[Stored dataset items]

-*-

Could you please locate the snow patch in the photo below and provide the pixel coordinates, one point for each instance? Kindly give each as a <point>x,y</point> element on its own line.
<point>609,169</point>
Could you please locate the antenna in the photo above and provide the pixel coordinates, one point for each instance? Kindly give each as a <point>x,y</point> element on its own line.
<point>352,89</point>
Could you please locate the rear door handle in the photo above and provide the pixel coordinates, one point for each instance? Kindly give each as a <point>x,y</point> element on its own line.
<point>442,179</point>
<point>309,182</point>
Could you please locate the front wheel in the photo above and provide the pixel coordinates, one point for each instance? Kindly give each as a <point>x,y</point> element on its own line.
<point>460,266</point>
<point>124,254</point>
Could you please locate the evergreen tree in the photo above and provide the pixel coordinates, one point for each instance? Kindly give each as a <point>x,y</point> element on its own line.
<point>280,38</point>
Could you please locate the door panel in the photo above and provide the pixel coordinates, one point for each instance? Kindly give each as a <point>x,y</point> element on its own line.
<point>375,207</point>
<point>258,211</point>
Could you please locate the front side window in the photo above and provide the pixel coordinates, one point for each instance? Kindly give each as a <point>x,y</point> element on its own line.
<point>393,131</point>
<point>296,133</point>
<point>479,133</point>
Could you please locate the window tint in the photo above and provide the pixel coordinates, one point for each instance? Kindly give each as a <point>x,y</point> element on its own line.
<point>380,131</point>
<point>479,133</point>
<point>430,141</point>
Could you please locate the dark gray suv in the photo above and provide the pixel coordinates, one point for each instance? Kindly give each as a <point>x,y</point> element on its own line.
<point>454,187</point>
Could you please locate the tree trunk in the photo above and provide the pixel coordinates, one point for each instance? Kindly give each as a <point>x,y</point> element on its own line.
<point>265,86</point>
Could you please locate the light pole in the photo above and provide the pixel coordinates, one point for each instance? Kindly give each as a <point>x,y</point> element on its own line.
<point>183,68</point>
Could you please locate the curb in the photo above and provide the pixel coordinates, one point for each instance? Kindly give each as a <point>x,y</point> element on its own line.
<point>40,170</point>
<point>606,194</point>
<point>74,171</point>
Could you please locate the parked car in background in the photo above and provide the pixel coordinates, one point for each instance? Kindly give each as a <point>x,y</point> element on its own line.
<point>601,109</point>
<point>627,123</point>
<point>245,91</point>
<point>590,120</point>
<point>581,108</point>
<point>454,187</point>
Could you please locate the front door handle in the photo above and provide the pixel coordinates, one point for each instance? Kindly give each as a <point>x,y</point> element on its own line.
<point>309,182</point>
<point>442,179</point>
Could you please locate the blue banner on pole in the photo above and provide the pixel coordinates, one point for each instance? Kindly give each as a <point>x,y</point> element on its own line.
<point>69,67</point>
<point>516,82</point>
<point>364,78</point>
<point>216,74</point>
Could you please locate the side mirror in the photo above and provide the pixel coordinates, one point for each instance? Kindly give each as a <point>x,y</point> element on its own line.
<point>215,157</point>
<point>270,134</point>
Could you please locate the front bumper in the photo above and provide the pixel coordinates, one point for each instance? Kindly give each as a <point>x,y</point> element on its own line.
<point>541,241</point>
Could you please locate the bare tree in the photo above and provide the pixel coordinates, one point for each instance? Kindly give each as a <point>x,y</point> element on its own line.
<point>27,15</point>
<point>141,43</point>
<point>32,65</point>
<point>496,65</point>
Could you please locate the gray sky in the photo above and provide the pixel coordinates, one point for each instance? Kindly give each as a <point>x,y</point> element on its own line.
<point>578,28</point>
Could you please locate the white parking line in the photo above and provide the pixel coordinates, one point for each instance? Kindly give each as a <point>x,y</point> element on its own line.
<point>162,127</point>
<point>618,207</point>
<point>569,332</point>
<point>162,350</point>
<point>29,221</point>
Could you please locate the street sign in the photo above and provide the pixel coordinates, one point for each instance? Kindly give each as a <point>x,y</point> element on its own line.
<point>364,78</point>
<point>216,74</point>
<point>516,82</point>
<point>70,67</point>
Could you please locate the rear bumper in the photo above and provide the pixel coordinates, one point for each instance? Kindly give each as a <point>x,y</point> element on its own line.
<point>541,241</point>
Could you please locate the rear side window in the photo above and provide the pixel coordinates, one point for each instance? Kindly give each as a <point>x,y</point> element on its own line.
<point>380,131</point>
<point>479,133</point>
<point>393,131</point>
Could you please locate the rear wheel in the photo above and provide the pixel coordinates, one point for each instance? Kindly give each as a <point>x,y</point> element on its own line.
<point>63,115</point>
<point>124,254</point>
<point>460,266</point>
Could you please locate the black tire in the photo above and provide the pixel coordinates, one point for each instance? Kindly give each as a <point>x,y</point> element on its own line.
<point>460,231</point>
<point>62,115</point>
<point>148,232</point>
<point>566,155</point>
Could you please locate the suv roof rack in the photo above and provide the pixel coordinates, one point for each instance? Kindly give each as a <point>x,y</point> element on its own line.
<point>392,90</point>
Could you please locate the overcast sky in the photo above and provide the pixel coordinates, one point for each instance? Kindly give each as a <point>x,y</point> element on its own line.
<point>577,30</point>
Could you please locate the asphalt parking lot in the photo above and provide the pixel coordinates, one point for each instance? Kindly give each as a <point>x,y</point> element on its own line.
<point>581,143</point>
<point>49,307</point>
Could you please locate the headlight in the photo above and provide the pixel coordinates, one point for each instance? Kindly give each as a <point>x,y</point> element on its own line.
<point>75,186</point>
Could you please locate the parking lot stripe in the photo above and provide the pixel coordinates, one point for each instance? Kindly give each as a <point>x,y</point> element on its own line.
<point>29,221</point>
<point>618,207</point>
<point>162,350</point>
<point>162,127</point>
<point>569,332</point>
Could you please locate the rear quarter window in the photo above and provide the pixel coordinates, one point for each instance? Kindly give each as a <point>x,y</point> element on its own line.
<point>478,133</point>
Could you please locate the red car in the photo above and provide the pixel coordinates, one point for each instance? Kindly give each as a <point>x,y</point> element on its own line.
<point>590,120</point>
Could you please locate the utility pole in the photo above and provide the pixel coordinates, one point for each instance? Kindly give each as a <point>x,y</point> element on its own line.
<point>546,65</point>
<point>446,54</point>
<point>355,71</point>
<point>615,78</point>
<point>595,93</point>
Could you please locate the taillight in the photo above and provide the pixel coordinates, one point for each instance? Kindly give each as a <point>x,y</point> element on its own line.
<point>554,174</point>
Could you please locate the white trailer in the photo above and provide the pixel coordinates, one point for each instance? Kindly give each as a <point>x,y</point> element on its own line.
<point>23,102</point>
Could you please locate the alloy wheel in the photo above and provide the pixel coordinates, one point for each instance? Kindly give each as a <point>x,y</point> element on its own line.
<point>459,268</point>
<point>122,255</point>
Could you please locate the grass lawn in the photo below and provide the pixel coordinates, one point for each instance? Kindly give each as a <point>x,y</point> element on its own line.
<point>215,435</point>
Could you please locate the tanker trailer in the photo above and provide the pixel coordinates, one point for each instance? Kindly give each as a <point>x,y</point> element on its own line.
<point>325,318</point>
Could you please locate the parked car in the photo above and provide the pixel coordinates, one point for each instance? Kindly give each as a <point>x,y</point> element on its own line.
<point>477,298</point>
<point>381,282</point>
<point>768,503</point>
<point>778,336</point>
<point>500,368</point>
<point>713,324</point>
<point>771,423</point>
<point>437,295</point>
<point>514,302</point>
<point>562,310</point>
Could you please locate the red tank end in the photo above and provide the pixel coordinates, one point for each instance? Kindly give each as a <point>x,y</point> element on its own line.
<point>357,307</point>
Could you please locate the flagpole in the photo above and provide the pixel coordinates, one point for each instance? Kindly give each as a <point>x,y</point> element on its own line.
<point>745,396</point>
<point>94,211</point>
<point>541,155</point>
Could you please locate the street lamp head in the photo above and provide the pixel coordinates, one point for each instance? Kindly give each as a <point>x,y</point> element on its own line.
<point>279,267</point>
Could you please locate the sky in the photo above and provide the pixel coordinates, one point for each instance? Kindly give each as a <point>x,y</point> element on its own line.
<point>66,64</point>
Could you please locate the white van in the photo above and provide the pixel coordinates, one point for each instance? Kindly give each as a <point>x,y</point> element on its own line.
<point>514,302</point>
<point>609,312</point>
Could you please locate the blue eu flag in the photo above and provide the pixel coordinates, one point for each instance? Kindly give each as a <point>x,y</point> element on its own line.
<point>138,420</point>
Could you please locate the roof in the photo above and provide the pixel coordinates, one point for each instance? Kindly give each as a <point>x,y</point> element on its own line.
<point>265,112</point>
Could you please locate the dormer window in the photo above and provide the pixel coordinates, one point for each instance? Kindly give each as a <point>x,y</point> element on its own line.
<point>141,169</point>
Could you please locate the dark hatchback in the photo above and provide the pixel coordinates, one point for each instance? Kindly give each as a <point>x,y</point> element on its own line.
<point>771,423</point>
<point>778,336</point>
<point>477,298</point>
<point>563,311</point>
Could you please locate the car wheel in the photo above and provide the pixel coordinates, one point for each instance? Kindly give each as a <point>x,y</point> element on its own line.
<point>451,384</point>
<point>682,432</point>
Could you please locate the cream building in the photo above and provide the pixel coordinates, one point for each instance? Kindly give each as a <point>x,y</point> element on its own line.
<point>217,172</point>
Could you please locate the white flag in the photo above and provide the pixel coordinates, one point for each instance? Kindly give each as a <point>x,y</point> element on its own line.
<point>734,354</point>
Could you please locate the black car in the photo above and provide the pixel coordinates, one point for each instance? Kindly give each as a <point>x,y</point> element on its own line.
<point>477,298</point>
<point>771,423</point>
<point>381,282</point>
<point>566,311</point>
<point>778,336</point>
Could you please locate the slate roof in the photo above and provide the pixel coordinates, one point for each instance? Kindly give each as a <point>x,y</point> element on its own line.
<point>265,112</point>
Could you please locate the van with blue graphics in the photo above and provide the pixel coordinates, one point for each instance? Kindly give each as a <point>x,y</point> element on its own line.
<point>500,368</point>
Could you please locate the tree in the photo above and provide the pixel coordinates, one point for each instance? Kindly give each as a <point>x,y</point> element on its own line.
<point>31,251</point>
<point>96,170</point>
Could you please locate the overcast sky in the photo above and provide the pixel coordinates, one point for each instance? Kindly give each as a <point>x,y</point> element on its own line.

-*-

* What the exercise asks
Rewrite the records from the line with "Could you please locate the black tire" to the line with "<point>478,133</point>", keeping the request lines as they are. Rescale every x and y coordinate in the answers by 1.95, rounding each result to a whole number with halves rounded up.

* Written answer
Could you please locate the black tire in the photo above and provide the pixel coordinates, one point for each instance? Kindly give each as a <point>x,y</point> element on its own line.
<point>897,450</point>
<point>121,224</point>
<point>289,452</point>
<point>1104,302</point>
Could you please locate the suv roof rack in the photo above and provide the pixel coordinates, one point for each instance? Kindly give each as a <point>x,y</point> element on its own line.
<point>764,176</point>
Could you please locate the overcast sky in the photo above and provide the pixel coordinates, one point for each instance? Kindly give each as a <point>x,y</point> element on its own line.
<point>1125,59</point>
Could you please locate the asphalt parking lot in the photo above and provide the pixel coordinates, one point for each instance? Kindly give each as a <point>x,y</point> element on its own line.
<point>1133,279</point>
<point>96,599</point>
Could you please locate the headlight in the photo above and provide the pixel coordinates, one point for each instance? Kindly give each as a <point>x,y</point> element on its own line.
<point>146,363</point>
Could you please locate the parking lot stripe in the photo above and provide the pixel coordinates, one point for each instance? Kindly give each as a <point>x,y</point> element on its own line.
<point>57,431</point>
<point>1205,404</point>
<point>316,683</point>
<point>316,248</point>
<point>1110,647</point>
Could you please locate the rear quarter window in the photo above and provide the pixel coordinates, one point for each instance? Kindly give each as a <point>x,y</point> element on its own line.
<point>932,259</point>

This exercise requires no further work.